● WRITTEN PROBLEM
Which lines in the rows below contain the string "ribbon"? Pull out each of those lines, treating uppercase and lowercase as different.

Excerpts of labeled region data:

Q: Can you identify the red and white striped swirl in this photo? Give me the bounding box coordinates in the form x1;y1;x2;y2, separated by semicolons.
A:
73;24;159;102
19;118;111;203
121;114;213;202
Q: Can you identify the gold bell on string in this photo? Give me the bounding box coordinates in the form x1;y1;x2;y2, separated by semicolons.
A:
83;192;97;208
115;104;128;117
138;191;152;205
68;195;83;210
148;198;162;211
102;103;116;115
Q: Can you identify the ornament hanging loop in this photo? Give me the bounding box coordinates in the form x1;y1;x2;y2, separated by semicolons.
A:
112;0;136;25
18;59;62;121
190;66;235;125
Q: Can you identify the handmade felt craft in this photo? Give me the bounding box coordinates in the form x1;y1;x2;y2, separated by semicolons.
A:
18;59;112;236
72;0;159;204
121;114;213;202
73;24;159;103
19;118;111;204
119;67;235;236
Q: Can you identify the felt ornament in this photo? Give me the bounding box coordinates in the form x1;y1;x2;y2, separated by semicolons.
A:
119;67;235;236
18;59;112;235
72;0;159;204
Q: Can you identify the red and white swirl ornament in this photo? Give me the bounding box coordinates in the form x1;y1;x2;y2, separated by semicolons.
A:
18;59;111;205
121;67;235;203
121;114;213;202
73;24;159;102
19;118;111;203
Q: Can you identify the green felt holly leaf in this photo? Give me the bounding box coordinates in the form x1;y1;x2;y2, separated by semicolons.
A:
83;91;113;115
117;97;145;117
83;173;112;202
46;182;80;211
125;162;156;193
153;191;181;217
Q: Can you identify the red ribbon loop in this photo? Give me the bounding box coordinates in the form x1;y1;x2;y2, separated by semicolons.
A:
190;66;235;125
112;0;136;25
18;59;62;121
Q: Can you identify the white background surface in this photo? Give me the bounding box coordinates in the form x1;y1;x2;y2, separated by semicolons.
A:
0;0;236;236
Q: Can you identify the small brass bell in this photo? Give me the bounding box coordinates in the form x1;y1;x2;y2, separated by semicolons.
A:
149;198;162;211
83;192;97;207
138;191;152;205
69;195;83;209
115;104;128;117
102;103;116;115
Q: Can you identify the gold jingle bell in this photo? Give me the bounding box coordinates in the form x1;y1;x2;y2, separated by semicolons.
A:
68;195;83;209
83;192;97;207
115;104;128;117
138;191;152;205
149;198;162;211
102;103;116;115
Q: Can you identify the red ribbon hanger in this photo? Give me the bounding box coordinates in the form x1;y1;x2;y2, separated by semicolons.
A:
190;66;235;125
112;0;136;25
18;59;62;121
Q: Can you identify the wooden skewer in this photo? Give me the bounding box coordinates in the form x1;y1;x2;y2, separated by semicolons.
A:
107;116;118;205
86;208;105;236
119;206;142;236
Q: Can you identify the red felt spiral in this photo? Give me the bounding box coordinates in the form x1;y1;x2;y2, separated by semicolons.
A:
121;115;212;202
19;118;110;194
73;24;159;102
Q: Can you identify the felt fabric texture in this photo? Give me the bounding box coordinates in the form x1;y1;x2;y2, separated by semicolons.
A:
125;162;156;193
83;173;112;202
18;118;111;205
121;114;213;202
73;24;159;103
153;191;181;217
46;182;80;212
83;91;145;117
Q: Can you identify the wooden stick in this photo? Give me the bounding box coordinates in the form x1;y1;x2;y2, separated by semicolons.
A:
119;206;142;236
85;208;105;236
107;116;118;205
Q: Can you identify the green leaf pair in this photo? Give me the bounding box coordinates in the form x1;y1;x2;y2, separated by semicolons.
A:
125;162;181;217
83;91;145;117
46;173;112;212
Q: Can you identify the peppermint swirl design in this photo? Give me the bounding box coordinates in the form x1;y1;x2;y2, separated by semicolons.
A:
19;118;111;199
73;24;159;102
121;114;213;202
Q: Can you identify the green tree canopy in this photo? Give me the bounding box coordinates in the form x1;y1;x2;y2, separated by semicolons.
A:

● EXERCISE RESULT
Q: Can you identify the red ribbon loop in this photo? Give me the bounding box coordinates in the form x1;y1;x2;y2, separated by semicolons.
Q: Can you identify the red ribbon hanger in this photo? Give me the bounding box coordinates in the form x1;y1;x2;y2, separated by semicolons.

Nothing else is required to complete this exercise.